[Passage Boundary: Start]
Health

ELIH delays decision to announce future partner

ELIH-webLeaders with Eastern Long Island Hospital had hoped to pick a partner organization by the end of May, but the Greenport hospital’s board of directors has instead decided to continue negotiations with a pair of the area’s largest health entities before making a final decision.

The board is now hoping to make that decision by mid-July.

Paul Connor, the CEO of the 110-year-old hospital, said on Monday that the hospital’s board of directors set a date for a special board meeting on July 9, at which point the hospital’s future partner will be voted on.

In the meantime, he said, board members will continue to weigh the pros and cons of either partnering with North Shore-LIJ or Stony Brook Medicine.

“We’re talking with everybody to get as much information as we can about their certain experiences [with each organization]. The thing that makes the biggest difference is who the board will be comfortable with to be the best steward of our mission, which has been ongoing for the past 110 years,” Mr. Connor said. “This is a very important decision to the hospital and the community, to make sure that ELIH continues to meet the evolving needs of the people here.”

At the end of March, Peconic Bay Medical Center announced that it will merge with North Shore-LIJ. The announcement came months after State University of New York board of trustees OK’d a deal that would merge Southampton Hospital with Stony Brook University Hospital.
[Passage Boundary: End]
[Material shown Boundary: Start]
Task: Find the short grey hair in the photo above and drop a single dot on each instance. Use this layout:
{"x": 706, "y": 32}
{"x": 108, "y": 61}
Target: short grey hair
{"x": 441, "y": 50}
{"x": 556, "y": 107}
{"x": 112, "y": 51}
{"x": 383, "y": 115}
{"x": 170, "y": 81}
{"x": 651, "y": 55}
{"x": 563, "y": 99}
[Material shown Boundary: End]
### Activities
A. In the article about Eastern Long Island Hospital's choice of a partner, on what date is the board's special meeting to vote on the partner set?
B. In the article about Eastern Long Island Hospital's choice of a partner, what does Paul Connor say matters most in the choice, and why does he call it a very important decision?
C. Continue the article about Eastern Long Island Hospital's choice of a partner from the end of its last paragraph.

### Outputs in order
A. July 9

B. Connor says the biggest factor is which organization the board trusts as the best steward of the hospital's 110-year mission. He calls the decision very important to the hospital and the community because it must ensure that ELIH continues to meet the evolving needs of the people there.

C.
As a result, the East End Health Alliance — which includes the three community hospitals on the East End and was created in 2008 to increase their bargaining power as one larger partnership — is on its way toward becoming defunct.

In his 16 years as CEO, Mr. Connor said he’s seen Southold continue to be a retirement destination, though over the past eight or nine years specifically, he said he’s seen more second homeowners move to the community. The impact of that change on health care has been hard to define, he said, though partnering with a larger organization will help ELIH not only find out what those new needs are, but help provide them as well.

“The idea is to be part of a larger entity that would allow access to that entity if it’s necessary,” he said. “Whether that is tertiary or quaternary services that may be available through that partner, ELIH can be the access point to those services.”